Texto extraído -
~Pepe Escovar
Durante a minha recente viagem vertiginosa em Donbass, acompanhando os batalhões cristãos ortodoxos que defendem a sua terra , Novorossiya, tornou-se claramente evidente que a resistência nestas repúblicas russas recentemente libertadas está a travar praticamente a mesma batalha que os seus homólogos na Ásia Ocidental.
Quase 10 anos depois de Maidan em Kiev, e dois anos depois do início da Operação Militar Especial (SMO) da Rússia na Ucrânia, a determinação da resistência só se aprofundou.
É impossível fazer plena justiça à força, resiliência e confiança do povo de Donbass, que está na linha da frente de uma guerra por procuração dos EUA contra a Rússia. A batalha que têm travado desde 2014 abandonou agora visivelmente o seu disfarce e revelou-se, no seu cerne, uma guerra cósmica do Ocidente colectivo contra a civilização russa.
Tal como o presidente russo, Vladimir Putin, deixou bem claro durante a sua entrevista a Tucker Carlson, vista por mil milhões de pessoas em todo o mundo , a Ucrânia faz parte da civilização russa – mesmo que não faça parte da Federação Russa. Assim, bombardear civis de etnia russa em Donbass – ainda em curso – traduz-se em ataques à Rússia.
Ele partilha o mesmo raciocínio do movimento de resistência Ansarallah do Iémen, que descreve o genocídio israelita em Gaza como um genocídio lançado contra o “nosso povo”: o povo das terras do Islão.
Tal como foi no rico solo negro de Novorossiya que a “ordem internacional baseada em regras” morreu; a Faixa de Gaza, na Ásia Ocidental – uma terra ancestral, a Palestina – poderá, em última análise, ser o local onde o sionismo perecerá . Afinal, tanto a ordem baseada em regras como o sionismo são construções essenciais do mundo unipolar ocidental e fundamentais para o avanço dos seus interesses económicos e militares globais.
As incandescentes linhas de ruptura geopolíticas de hoje já estão configuradas: o Ocidente colectivo versus o Islão , o Ocidente colectivo versus a Rússia, e em breve uma parte substancial do Ocidente , mesmo com relutância, versus a China.
No entanto, um sério contra-ataque está em jogo.
Por mais que o Eixo da Resistência na Ásia Ocidental continue a reforçar a sua estratégia de “enxame”, esses batalhões cristãos ortodoxos em Donbass não podem deixar de ser considerados como a vanguarda do Eixo da Resistência Eslavo.
Ao mencionar esta ligação xiita - cristianismo ortodoxo a dois comandantes de topo em Donetsk, a apenas 2 quilómetros de distância da linha da frente, eles sorriram, perplexos, mas definitivamente entenderam a mensagem.
Afinal de contas, mais do que qualquer outra pessoa na Europa, estes soldados são capazes de compreender este tema unificador: nas duas principais frentes imperiais – Donbass e Ásia Ocidental – a crise da hegemonia ocidental está a aprofundar-se e a acelerar rapidamente o colapso.

Objetivo 1 - Traduza para inglês a frase «No entanto, um sério contra-ataque está em jogo.», retirada do texto sobre a resistência em Donbass.

(Linhas de dados)
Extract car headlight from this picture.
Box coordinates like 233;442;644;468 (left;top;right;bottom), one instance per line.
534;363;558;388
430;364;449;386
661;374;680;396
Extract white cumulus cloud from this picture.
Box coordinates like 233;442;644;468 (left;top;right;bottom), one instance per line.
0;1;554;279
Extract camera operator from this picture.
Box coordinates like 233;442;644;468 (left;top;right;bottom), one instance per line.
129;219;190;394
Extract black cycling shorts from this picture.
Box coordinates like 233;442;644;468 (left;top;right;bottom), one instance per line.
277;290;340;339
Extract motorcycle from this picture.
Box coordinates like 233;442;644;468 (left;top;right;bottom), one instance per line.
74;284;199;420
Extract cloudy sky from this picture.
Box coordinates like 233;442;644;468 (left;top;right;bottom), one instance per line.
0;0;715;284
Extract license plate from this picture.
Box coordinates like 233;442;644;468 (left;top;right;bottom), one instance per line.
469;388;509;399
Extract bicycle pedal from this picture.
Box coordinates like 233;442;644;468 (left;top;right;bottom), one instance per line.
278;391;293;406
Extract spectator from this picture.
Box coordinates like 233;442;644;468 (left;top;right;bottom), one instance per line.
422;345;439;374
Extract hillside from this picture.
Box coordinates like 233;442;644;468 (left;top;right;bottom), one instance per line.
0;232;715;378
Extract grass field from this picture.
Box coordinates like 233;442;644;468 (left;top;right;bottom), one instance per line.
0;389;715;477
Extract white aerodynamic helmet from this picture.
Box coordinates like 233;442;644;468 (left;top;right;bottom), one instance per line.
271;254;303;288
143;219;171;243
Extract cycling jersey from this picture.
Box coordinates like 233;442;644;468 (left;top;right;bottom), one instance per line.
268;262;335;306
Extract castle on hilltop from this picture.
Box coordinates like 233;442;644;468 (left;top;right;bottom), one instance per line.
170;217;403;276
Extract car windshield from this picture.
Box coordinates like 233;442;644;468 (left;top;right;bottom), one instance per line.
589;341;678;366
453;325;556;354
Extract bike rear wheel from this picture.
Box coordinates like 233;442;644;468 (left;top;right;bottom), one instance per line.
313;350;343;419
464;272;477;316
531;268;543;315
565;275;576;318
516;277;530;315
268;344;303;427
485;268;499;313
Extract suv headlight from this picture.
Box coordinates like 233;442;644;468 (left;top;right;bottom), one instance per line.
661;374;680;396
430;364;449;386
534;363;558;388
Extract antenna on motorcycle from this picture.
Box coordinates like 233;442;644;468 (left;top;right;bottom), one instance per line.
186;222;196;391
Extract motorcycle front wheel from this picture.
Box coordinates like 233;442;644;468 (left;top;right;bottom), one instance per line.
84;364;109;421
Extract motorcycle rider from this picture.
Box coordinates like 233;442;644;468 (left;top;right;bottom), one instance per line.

Objetivo 2 - Transcreva, dos registos, a parte que começa na linha que contém "Extract camera operator from this picture." e termina na linha que contém "277;290;340;339", incluindo ambas.

Resultado esperado 1 - However, a serious counterattack is in play.

Resultado esperado 2 -
Extract camera operator from this picture.
Box coordinates like 233;442;644;468 (left;top;right;bottom), one instance per line.
129;219;190;394
Extract black cycling shorts from this picture.
Box coordinates like 233;442;644;468 (left;top;right;bottom), one instance per line.
277;290;340;339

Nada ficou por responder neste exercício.